Pointing records
........
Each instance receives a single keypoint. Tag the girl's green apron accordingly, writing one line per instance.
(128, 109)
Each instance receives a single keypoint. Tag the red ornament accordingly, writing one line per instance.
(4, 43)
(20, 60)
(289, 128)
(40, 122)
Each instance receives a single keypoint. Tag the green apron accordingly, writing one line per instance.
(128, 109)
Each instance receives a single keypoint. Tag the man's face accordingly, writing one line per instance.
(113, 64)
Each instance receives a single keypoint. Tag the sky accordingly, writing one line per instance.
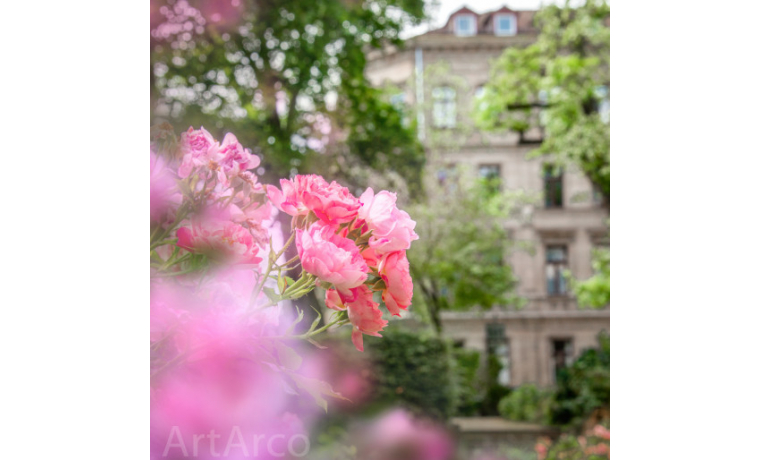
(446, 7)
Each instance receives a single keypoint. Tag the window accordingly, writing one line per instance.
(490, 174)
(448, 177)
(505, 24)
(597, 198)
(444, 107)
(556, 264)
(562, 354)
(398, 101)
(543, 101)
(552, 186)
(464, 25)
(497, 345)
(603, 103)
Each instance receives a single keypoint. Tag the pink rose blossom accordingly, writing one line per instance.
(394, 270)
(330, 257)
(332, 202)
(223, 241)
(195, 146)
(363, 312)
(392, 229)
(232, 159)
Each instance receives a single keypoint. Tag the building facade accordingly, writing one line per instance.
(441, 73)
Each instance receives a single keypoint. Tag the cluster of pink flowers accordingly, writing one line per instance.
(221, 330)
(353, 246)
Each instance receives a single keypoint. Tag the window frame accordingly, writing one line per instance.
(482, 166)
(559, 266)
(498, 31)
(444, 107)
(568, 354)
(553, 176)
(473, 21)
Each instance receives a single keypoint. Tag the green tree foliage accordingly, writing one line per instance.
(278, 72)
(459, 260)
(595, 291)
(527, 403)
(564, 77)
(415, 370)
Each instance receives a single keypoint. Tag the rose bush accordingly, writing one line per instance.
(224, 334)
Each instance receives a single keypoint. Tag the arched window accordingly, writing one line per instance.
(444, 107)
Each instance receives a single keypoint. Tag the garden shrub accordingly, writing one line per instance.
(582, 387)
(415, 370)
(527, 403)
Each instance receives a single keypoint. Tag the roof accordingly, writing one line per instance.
........
EXERCISE PROMPT:
Rewrite all of the records above with every "keypoint" changed to "marker" and nothing else altered. Leave the pictures out.

REPLY:
Each instance receives a single marker. Tag the girl's green apron accordingly, writing one line per instance.
(128, 109)
Each instance receives a single marker. Tag the red ornament accordingly, writing one line per instance.
(4, 43)
(20, 60)
(289, 128)
(40, 122)
Each instance receives a single marker. Tag the green apron accordingly, writing one line per instance.
(128, 109)
Each instance receives a single marker. Tag the man's face accordingly, writing one line per instance.
(113, 64)
Each instance receives a single marker. Tag the sky accordingly, writing one line per instance.
(446, 7)
Each instance receives a single marker. Tag the window accordingly, writing one line per instance.
(490, 174)
(448, 177)
(505, 24)
(597, 198)
(444, 107)
(556, 264)
(562, 354)
(398, 101)
(543, 101)
(552, 186)
(464, 25)
(497, 345)
(603, 103)
Each instance receives a single marker. Tag the pink rose blossom accordingly, writing one line per instance.
(394, 270)
(330, 257)
(332, 202)
(223, 241)
(195, 146)
(363, 312)
(392, 229)
(232, 159)
Each instance receives a single marker. Tag the building facade accordingly, writing one line per instance.
(441, 73)
Each instance receives a single marker. Tag the cluster of pink flowers accordingly, writing one line per instance.
(221, 330)
(353, 246)
Each instance receives a single marker. Tag the window frame accordingly, writing one line per instance.
(482, 166)
(559, 266)
(498, 31)
(444, 107)
(568, 354)
(553, 176)
(473, 21)
Each instance receives a single marker. Tag the green tree foliage accordingly, writing one line per instance.
(278, 72)
(459, 260)
(595, 291)
(527, 403)
(564, 77)
(415, 370)
Each instance receives a single marker. Tag the rose bush accordingly, writing one line per instance.
(224, 334)
Each instance receives a single marker. Tag the arched window accordingly, writing one line per instance.
(444, 107)
Each instance receives a single marker. Tag the garden shrub accordingly, writing one line per instance.
(582, 387)
(415, 370)
(527, 403)
Each instance receives a single marker. Tag the roof accordingly, writing one line per instance.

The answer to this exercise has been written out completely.